# INSTRUCTIONS TO FOLLOW
Copy all of the records below, swapping "camera-trap tally" for "field survey count" and keeping everything else the same. Leave the pictures out of your copy.

[THE INPUT start]

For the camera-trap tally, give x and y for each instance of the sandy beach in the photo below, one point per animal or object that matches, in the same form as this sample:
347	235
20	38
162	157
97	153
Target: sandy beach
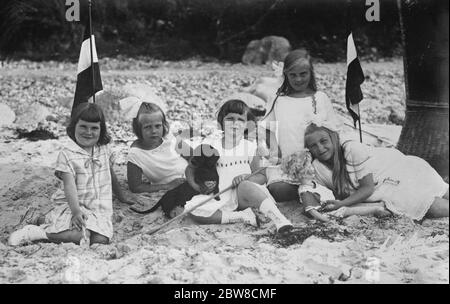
355	250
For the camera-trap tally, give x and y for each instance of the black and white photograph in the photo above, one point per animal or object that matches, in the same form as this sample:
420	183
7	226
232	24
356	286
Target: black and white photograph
238	145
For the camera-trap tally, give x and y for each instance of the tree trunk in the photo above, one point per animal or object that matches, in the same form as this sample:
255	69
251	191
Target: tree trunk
424	26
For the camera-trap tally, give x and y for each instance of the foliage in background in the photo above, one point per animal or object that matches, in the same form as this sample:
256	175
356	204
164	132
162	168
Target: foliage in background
179	29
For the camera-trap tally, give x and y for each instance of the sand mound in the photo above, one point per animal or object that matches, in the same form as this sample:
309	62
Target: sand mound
356	250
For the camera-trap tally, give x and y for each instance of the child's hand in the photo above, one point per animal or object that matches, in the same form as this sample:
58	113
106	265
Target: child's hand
207	187
332	205
175	183
78	220
238	179
126	200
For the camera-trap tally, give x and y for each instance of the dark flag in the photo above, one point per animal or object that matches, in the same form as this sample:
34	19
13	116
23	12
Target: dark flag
355	77
89	81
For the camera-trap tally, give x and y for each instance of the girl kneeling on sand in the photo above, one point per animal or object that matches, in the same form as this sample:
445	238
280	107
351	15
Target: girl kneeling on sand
357	173
153	153
84	206
237	160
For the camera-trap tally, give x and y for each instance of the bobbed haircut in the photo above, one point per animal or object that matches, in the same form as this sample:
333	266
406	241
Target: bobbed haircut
340	176
89	112
234	106
149	108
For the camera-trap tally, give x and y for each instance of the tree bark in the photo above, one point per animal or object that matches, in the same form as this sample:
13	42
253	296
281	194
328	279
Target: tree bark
424	25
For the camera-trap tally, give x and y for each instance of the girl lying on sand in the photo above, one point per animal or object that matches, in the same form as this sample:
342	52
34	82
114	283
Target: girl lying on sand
357	173
298	169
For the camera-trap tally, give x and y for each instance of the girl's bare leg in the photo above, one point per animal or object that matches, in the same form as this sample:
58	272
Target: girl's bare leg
67	236
369	209
251	195
98	238
283	192
439	208
216	218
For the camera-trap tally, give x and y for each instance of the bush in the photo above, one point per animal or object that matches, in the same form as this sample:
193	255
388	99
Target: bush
37	29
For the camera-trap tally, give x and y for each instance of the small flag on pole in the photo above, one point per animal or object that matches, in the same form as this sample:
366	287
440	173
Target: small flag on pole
89	81
355	77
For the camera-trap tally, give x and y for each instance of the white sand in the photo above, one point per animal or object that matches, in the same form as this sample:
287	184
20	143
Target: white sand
372	251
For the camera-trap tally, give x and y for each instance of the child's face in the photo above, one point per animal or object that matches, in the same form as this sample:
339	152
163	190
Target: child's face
87	133
152	128
320	145
235	124
299	76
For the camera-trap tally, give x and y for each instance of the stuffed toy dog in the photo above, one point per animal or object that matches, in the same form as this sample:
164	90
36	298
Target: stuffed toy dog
204	160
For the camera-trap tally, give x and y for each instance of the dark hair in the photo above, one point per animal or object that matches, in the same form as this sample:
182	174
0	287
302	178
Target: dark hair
89	112
340	176
289	62
149	108
234	106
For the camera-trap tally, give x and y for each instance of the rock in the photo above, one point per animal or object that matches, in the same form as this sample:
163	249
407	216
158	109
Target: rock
31	117
396	117
7	116
254	102
266	50
145	93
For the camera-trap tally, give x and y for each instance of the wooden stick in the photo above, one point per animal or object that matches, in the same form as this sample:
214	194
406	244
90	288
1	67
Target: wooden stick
200	204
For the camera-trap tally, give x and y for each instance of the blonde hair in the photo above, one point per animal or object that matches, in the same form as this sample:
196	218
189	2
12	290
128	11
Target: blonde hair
340	177
289	62
149	108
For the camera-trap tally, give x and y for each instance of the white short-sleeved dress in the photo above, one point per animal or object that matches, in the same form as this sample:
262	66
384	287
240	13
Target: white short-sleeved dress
93	182
232	162
406	184
290	117
160	165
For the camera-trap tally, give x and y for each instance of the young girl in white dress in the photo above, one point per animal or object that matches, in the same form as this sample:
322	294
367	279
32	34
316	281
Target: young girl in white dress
360	176
237	161
153	154
296	103
83	207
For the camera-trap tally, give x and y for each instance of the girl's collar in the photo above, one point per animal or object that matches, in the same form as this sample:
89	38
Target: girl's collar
165	140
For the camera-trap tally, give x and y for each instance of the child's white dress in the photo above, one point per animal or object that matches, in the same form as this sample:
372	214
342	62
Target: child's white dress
160	165
93	181
406	184
232	162
290	117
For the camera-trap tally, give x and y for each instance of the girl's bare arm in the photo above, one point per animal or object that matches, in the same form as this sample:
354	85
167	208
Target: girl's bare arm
135	183
70	190
117	190
364	191
259	178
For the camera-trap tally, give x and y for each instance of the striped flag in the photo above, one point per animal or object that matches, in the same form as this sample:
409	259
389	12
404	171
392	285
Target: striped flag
355	77
89	81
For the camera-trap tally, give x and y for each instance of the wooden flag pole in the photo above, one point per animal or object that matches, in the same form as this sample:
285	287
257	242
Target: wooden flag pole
92	53
359	123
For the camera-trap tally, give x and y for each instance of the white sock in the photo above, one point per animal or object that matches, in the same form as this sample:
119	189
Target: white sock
28	233
246	216
269	209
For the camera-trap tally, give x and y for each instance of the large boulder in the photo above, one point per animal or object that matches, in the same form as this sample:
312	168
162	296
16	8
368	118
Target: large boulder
266	50
7	116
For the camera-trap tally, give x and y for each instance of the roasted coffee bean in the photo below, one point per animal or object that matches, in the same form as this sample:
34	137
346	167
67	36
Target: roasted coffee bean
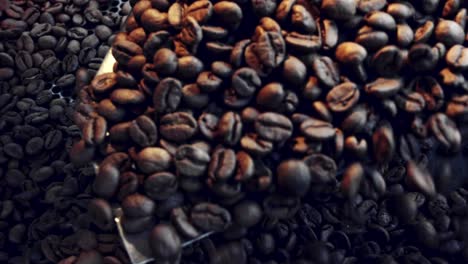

[THE INPUT end]

# OUTPUT OF THE EXERCISE
For the field survey count, give x and y for each instance of the sandy beach in the photo below, one point per animal or object that matches, in the same form as this sample:
347	235
20	38
162	157
97	153
Target: sandy beach
355	250
For the field survey count, give x and y for each instance of the black and white photograph in the photo above, one point per animal or object that matches, in the same form as this sample:
420	183
7	226
232	24
356	286
Target: black and white photograph
238	145
For the field survey count, give x and y for each instance of the tree trunk in the photo above, one point per animal or object that matches, in the same form as this sample:
255	69
251	191
Target: tree trunk
424	26
For the field survey count, give x and y for each instance of the foliage in background in the photo above, one point per animal or object that matches, in the same form as this sample:
256	175
356	204
164	132
162	168
Target: foliage in background
179	29
For the field survey count, give x and y for each instance of the sand mound in the photo above, one point per animal or object that matches, in the same form as this sample:
309	62
Target: sand mound
356	250
For the field survey count, give x and y for each instance of the child's hand in the photo above, one point per animal or object that matches, in the same form as this sample:
58	113
106	265
Target: child's hand
207	187
332	205
175	183
78	220
238	179
126	200
For the field survey count, give x and y for each instance of the dark flag in the photo above, one point per animal or object that matches, in the same form as this sample:
34	19
13	116
23	12
Target: dark flag
355	77
89	81
For the field survey count, give x and y for each instance of the girl kneeling on sand in the photo above, one point per animal or object that matches, in the same form as this sample:
445	238
280	107
351	15
Target: girl kneeling on sand
357	173
153	153
84	206
237	160
For the field survey count, give x and y for each instance of the bobbed haircut in the photo above, one point per animal or object that matches, in the same form as this sample:
333	266
406	241
Target: bobbed haircut
340	176
89	112
234	106
149	108
For the field survey count, give x and y for each instance of the tree bark in the photo above, one point per animal or object that matches, in the same form as this sample:
13	42
253	296
281	194
328	279
Target: tree bark
424	25
For the field survey count, give x and y for each instance of the girl lying on sand in the photo above, one point per animal or object that matches, in the same form as this sample:
342	52
34	82
114	283
Target: girl lying on sand
357	173
298	169
For the field survey count, give x and y for each instance of the girl's bare leg in the photo above, one point per animal or object that matches, in the same form as this sample:
58	272
Target: girl's bare leg
67	236
369	209
251	195
98	238
283	192
439	208
216	218
For the field survey count, give x and y for each instance of the bush in the photo above, one point per animal or object that matches, in the same form as this sample:
193	255
388	99
Target: bush
37	29
For the field survey count, give x and y for each instance of the small flag on pole in the photo above, one point per animal or object that matches, in the same form as this sample:
366	287
440	173
Target: small flag on pole
89	81
355	77
For the field survey count, give x and y for each instance of the white sand in the photo above, one point per animal or object that matches, in the same form as this sample:
287	184
20	143
Target: white sand
372	251
For the field survey count, give x and y for each instance of the child's face in the photo above, one point per animal or object that matches, in the same form as this sample:
339	152
163	190
Target: child's face
87	133
152	128
320	145
235	124
299	76
For the field survey count, give x and y for each instance of the stuffed toy dog in the photo above, one point per animal or object that matches, in the same form as this sample:
164	90
36	298
Target: stuffed toy dog
204	160
For the field survey count, give x and y for each instance of the dark hair in the photo above, one point per animal or object that matches, in the same form as this sample:
182	174
0	287
302	178
Target: dark hair
89	112
340	176
289	62
149	108
234	106
For the field survey count, give x and y for each instance of the rock in the photo above, one point per animal or object that matches, in the same form as this sample:
163	249
407	216
158	109
Target: rock
31	117
396	117
7	116
254	102
266	50
145	93
For the field survey count, give x and y for each instance of the wooden stick in the photo above, one point per animal or object that matches, in the same form as this sample:
214	194
406	244
90	288
1	67
Target: wooden stick
200	204
For the field survey count, give x and y for each instance of the blonde hair in the photo above, one point per animal or object that matches, in the same form as this sample:
196	218
189	2
12	290
128	11
Target: blonde hair
340	177
289	62
149	108
For the field survey count, give x and y for each instance of the white short-sleeved dress in the photo above, one point per animal or object that matches, in the same form as this sample:
262	66
384	287
240	13
Target: white short-sleeved dress
93	182
232	162
406	184
290	117
160	165
For the field survey count, give x and y for each instance of the young girl in white dress in the photo above, one point per animal or object that matches, in the same form as this sample:
322	294
367	279
32	34
316	281
Target: young girl in white dress
360	176
237	161
153	154
296	103
83	207
For the field survey count, give x and y for each instance of the girl's collar in the photo above, one point per animal or object that matches, in the same form as this sample:
89	38
Target: girl's collar
165	140
For the field survey count, give x and y for each instance of the child's white dress in the photo above, one point per animal or object that matches, in the same form as this sample:
372	214
342	62
Target: child's white dress
160	165
93	181
406	184
232	162
290	117
For the field survey count, give x and y for each instance of the girl's bare arm in the photo above, one point per animal or object that matches, in the same form as this sample:
354	85
167	208
Target: girl's bare arm
135	183
70	190
117	190
364	191
259	178
For the field survey count, give x and y for each instance of the striped flag in the photo above, one point per animal or object that matches, in the same form as this sample:
409	259
389	12
404	171
392	285
Target: striped flag
355	77
89	81
For the field survey count, give x and y for each instance of the wooden flag pole in the photo above, one point per animal or object that matches, in the same form as this sample:
285	287
257	242
Target: wooden flag pole
92	53
359	123
For the field survey count, give x and y for each instance of the white sock in the photo above, one point per animal or object that matches, in the same form as this sample:
119	189
Target: white sock
28	233
246	216
269	209
For the field survey count, give x and y for each instance of the large boulder in the photo above, one point per animal or object that matches, in the same form as this sample:
312	168
162	296
16	8
368	118
Target: large boulder
266	50
7	116
For the field survey count, give x and y for each instance of the roasted coffee bean in the photo below, one point per animal or object that matches, in the same form as this sample:
34	137
346	167
67	36
Target: roasted coffee bean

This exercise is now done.